_本文_
.....

2019年桜蔭中学校社会より 縄文時代⑥ 森と共に生きる文化

どうも。歴旅です。今日もぶらりと歴史旅。
中学受験、御三家の社会を楽しく学びましょう。

本日は縄文編最後。
縄文と言いながらサピエンスのグレートジャーニーから弥生時代まで来ちゃいましたが、今日は現代日本までつなげます笑

■黒曜石の流通と神社の分布
 黒曜石をたたいてナイフにしたり、矢じりにしていた縄文人。
 最初の頃は伊豆諸島の神津島というところでしか黒曜石が取れませんでした。なのに鹿児島から、伊豆半島からみんな取りに行きました。
 わざわざ船に乗ってでも取りに行ったんですね。これも全国流通です。
 しかし縄文時代の中期になってくると、諏訪の和田峠というところで獲れる黒曜石が流通し始めます。

.....

_課題_
1: 「with」という文字列を含む行をすべて示してください。大文字と小文字は区別します。
2: 縄文時代についての本文の最後の文に続く内容を書いてください。
縄文時代についての本文と、このあとに並ぶ行は、出典が別々です。

.....

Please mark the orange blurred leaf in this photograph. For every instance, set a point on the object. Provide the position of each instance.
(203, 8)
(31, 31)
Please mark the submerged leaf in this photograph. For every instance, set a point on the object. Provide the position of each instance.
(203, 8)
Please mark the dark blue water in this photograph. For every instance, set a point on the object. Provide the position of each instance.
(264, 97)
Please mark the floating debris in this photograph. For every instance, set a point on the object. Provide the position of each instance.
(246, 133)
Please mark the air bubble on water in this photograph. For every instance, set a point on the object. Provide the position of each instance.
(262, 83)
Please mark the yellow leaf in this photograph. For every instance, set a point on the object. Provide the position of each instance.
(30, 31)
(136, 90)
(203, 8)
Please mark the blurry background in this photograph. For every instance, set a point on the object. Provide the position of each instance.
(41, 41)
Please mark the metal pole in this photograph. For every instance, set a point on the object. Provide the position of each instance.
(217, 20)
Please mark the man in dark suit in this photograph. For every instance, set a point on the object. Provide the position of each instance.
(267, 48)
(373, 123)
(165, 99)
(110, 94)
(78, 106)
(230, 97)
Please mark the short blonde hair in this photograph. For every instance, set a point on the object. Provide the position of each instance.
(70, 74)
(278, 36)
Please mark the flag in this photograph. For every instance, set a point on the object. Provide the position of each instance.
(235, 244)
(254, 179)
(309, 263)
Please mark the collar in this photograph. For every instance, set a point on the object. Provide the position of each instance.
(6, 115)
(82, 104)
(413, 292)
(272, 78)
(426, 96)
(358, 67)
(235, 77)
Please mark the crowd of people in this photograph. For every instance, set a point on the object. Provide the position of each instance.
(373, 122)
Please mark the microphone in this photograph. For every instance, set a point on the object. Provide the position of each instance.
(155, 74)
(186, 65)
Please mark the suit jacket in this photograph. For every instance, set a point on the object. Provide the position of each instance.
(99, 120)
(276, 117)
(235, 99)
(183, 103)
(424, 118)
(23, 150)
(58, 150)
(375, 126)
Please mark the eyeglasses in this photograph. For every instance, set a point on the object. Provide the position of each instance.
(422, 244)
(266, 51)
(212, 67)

.....

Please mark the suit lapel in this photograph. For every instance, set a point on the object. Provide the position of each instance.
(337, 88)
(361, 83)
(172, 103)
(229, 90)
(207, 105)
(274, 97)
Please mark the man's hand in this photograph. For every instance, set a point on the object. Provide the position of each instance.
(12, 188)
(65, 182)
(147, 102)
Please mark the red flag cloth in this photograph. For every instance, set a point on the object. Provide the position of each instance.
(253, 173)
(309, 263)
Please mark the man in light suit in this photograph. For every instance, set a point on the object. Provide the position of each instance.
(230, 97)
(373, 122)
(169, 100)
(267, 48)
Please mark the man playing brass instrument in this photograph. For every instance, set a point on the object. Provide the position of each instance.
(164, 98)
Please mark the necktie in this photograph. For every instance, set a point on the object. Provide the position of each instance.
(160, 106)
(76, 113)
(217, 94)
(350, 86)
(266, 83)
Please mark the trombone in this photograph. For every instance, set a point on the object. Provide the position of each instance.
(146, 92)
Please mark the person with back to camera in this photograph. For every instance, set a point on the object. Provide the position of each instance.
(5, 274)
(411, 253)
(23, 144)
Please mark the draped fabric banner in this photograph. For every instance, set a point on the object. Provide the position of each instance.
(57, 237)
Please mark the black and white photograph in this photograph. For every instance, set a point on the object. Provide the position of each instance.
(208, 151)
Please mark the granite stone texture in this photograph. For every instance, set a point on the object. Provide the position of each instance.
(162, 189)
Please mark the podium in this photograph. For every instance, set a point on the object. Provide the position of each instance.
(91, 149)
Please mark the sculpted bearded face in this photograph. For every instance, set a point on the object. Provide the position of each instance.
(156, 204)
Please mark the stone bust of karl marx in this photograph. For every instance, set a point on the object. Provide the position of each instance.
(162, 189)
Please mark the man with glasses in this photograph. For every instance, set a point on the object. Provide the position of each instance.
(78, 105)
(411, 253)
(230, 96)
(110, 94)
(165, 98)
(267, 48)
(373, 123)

.....

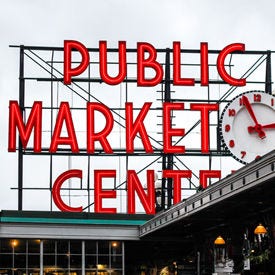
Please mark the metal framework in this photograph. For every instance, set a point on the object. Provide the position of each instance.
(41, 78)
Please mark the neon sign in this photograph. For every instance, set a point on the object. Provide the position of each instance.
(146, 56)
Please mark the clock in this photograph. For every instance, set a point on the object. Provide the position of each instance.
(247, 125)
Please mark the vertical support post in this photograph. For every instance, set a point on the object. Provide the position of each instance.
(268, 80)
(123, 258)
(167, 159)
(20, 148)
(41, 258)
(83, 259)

.....

_解答_
1:
Please mark the person with back to camera in this photograph. For every instance, set a point on the object. Provide the position of each instance.
Please mark the man with glasses in this photograph. For every instance, set a point on the object. Provide the position of each instance.

2:
 諏訪は縄文集落の一大集積地となります。もう銀座状態笑
 諏訪は古代において一貫して人口の多い地方でした。

 そして、この諏訪の文化は北陸から関東一円、東海、東北まで伸びていきます。諏訪の縄文遺跡からは「石棒」と呼ばれる謎の棒が見つかります。用途はわかりません。
 しかし、諏訪地方の神社の一部を見ると、ご神体として収まっているのでした。縄文土器にも蛇をデザインしたものが多くありますが、一説では石棒も蛇を模したものと言われています。
 そして諏訪発祥の神社は、自然信仰、蛇神信仰と考えられており、ミシャクジと呼ばれ、関東、東海へと広がっています。東京の上石神井(かみしゃくじい)などの地名にもその名残をとどめていますね。
 不思議なことに、和田峠産の黒曜石が見つかる流通経路とこのミシャクジ信仰の神社はほぼかぶっています。
 諏訪の縄文時代の信仰形態が神社に受け継がれて行っていることが分かります。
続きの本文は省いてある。